### Consignes écrites
1. Traduisez en anglais cette phrase du texte sur les Neak-ta au Cambodge : « Donc au Cambodge, point de maison sans qu’il n’y soit accolée ce qui ressemble à un petit temple. »
2. Poursuivez, s'il vous plaît, le texte sur les Neak-ta au Cambodge à partir de sa dernière phrase.

### Passage fourni
Vous comprendrez dès lors, qu’il est très important d’entretenir avec eux des relations de bon voisinage.

Ainsi, la première précaution quand on construit une maison est de leur construire une petite maison rien que pour eux que l’on prendra jolie et sur laquelle on offrira des offrandes régulièrement.

Donc au Cambodge, point de maison sans qu’il n’y soit accolée ce qui ressemble à un petit temple.
Sauf… Sauf… chez nous !



L’autel de l’un de nos voisins. Celui ci est particulièrement important pas rapport à la maison. Quelques fois ça ressemble juste à une espèce de boite aux lettres.

Ici, c’est un autel devant une banque. C’est sur que les Neak-ta ont intérêt à ce que celui qui occupe leur terrain soit blindé de tunes!

C’est un hollandais à qui appartient notre maison, médecin en plus. Donc la quintessence de l’esprit-scientifique-sûr-de-lui qui peut-se résumer ainsi « Tout ce que nous n’avons pas encore découvert n’existe pas »

Or le Krou est formel : Le Neak ta n’est pas content ! Comment faire pour l’apaiser ? Lui construire cette fameuse petite maison ? C’est sûr, mais nous ne sommes pas chez nous… On se rabat donc sur l’offrande. Sophal est allée acheter un canard, l’a fait cuire. (les Neak-ta aiment bien le canard me dit-elle)



Le Neak-ta mange l’après midi, faut le savoir.

### Listing fourni
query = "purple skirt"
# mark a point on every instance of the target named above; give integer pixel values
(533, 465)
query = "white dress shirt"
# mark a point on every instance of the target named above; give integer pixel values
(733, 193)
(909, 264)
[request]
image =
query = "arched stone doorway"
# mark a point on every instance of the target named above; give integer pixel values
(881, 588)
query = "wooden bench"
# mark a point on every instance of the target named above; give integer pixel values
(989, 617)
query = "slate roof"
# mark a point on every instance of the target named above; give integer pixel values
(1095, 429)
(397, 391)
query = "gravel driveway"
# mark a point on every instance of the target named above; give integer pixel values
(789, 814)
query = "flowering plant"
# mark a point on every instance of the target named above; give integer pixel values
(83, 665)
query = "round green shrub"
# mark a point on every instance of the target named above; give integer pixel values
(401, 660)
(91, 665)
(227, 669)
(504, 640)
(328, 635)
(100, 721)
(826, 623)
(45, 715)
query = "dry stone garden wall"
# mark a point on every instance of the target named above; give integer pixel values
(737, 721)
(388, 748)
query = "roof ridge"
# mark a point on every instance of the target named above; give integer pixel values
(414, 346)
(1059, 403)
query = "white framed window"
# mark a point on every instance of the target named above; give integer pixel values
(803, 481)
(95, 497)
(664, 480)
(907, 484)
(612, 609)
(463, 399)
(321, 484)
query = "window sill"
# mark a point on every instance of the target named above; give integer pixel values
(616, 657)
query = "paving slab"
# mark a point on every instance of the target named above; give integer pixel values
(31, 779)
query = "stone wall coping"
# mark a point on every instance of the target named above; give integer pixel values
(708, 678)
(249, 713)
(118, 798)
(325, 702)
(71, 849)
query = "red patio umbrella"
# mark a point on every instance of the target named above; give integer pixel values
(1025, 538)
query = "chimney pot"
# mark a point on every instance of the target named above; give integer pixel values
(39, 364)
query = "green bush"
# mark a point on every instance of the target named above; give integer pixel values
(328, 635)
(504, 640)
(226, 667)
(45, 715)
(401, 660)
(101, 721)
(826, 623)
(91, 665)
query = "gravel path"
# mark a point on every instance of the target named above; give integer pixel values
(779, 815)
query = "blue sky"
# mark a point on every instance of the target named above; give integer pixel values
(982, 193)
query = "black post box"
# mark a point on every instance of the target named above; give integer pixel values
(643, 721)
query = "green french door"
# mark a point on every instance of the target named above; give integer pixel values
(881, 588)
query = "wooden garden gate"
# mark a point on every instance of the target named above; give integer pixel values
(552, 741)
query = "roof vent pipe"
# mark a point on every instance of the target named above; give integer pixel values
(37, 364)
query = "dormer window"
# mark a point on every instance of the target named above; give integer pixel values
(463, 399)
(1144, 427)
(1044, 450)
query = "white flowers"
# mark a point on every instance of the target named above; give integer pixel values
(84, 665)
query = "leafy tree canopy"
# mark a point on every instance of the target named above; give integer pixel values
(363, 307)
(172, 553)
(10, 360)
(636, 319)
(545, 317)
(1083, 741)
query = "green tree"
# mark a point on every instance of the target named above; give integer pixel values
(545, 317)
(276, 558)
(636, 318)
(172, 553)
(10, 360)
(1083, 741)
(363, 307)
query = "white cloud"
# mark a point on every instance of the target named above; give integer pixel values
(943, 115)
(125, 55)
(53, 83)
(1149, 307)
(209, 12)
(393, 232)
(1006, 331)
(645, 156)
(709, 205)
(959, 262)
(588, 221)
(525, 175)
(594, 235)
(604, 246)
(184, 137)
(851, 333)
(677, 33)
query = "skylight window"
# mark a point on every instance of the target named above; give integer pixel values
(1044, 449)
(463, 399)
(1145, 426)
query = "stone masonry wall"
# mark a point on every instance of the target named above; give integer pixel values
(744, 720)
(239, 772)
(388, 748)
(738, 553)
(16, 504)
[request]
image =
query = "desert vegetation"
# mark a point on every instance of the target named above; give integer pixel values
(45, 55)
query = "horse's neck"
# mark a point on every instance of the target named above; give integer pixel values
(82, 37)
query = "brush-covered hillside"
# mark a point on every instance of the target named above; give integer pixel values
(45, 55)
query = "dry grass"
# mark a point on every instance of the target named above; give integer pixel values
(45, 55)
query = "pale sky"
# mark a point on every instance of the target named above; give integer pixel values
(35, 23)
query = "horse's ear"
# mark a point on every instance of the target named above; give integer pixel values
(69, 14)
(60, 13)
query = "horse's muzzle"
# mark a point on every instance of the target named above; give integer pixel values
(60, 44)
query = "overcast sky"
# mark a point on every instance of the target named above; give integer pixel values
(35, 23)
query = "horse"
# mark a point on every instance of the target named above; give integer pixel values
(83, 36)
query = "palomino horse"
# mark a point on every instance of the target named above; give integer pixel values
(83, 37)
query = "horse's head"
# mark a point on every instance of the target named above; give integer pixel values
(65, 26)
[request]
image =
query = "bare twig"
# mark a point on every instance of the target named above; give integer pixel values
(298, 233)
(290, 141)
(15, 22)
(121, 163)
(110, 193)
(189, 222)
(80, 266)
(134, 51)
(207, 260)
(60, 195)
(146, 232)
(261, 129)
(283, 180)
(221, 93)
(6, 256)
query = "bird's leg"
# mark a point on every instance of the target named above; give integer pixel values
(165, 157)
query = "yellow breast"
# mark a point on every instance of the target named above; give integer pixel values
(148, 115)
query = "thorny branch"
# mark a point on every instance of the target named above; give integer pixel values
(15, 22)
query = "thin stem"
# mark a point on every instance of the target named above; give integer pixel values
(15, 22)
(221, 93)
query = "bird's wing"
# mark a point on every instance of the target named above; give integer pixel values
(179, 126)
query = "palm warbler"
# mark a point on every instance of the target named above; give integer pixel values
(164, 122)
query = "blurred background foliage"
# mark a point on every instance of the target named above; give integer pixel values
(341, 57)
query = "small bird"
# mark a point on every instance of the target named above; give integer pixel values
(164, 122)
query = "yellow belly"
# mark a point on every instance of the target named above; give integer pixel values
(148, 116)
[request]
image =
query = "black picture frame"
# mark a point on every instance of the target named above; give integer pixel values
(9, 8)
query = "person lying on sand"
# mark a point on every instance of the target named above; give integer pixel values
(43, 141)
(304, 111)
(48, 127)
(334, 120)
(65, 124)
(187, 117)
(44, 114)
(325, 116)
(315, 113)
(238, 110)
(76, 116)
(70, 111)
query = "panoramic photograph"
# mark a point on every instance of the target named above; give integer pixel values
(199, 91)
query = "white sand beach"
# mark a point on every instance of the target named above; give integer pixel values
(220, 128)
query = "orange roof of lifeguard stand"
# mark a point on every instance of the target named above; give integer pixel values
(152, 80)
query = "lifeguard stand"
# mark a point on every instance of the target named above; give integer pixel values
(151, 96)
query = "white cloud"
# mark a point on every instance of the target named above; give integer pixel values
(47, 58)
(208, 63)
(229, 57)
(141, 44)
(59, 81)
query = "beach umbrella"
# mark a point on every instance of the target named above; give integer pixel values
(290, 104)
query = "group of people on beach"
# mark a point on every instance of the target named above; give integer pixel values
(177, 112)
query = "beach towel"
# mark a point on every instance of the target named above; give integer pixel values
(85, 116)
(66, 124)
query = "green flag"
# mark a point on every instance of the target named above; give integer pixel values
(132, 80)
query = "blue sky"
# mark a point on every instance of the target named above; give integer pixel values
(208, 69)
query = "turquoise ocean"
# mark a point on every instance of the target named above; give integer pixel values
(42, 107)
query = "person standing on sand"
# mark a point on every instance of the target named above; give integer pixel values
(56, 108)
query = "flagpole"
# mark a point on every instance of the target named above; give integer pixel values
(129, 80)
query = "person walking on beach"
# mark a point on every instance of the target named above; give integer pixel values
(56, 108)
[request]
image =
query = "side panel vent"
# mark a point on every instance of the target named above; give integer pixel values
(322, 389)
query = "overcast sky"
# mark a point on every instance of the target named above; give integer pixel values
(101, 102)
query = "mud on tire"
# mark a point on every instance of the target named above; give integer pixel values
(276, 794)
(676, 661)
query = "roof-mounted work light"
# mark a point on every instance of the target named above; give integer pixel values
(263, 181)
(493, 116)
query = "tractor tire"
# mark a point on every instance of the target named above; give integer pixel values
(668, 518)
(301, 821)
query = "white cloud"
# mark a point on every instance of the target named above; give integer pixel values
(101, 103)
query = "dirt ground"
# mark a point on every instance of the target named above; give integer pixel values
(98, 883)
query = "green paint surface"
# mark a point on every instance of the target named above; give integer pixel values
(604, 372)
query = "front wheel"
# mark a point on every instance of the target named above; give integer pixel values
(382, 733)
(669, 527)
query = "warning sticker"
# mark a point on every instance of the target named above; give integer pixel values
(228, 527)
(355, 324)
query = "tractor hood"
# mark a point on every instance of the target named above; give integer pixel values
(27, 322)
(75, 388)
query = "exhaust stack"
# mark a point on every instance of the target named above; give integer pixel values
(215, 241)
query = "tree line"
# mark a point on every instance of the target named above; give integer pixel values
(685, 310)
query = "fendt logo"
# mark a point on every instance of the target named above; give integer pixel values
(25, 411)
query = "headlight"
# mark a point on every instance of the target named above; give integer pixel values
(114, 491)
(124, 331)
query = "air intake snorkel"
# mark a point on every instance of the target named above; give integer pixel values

### Réponses aux consignes
1. So in Cambodia, there is no house without something that looks like a small temple attached to it.

2.
Nous voilà donc devant un autel de fortune sur lequel nous avons diposé, canard, bougie, encens et … bière (la bière c’est une idée à moi. Je me suis dit que le Neak Ta serait ravi d’étancher sa soif. Et puis je doute que Sophal eu prit l’initiative de prendre une de mes bières dans le frigo. J’aurai pu aussi, m’a-t-on dit ensuite, lui offrir quelques cigarettes).
Les voilà donc, Sophal et Sokha notre jardinier accroupis à faire leur prière. Les Neak Ta étant des esprits fonciers khmers, pas besoin de réciter des litanies en pali. Le simple khmer de base suffit. Je ne comprends évidemment pas tout. Mais je saisis qu’on lui demande de nous épargner et d’accepter l’offrande qui lui est faite.

Depuis ce jour, Sophal n’a plus eu mal à la tête et Sophie se porte comme un charme.

CQFD.

Raf

Posté le 02 décembre 2012 par dans Cambodge

2 réponses to “La Neak-Ta thérapie”

  1. descamps :

    3 décembre 2012 at 14:13

    On pourrait retourner l’argument : « tout ce qui existe n’a pas encore été découvert ». J’aime bien l’idée des esprits tutélaires. Ma question est la suivante : il l’a bouffé son canard ?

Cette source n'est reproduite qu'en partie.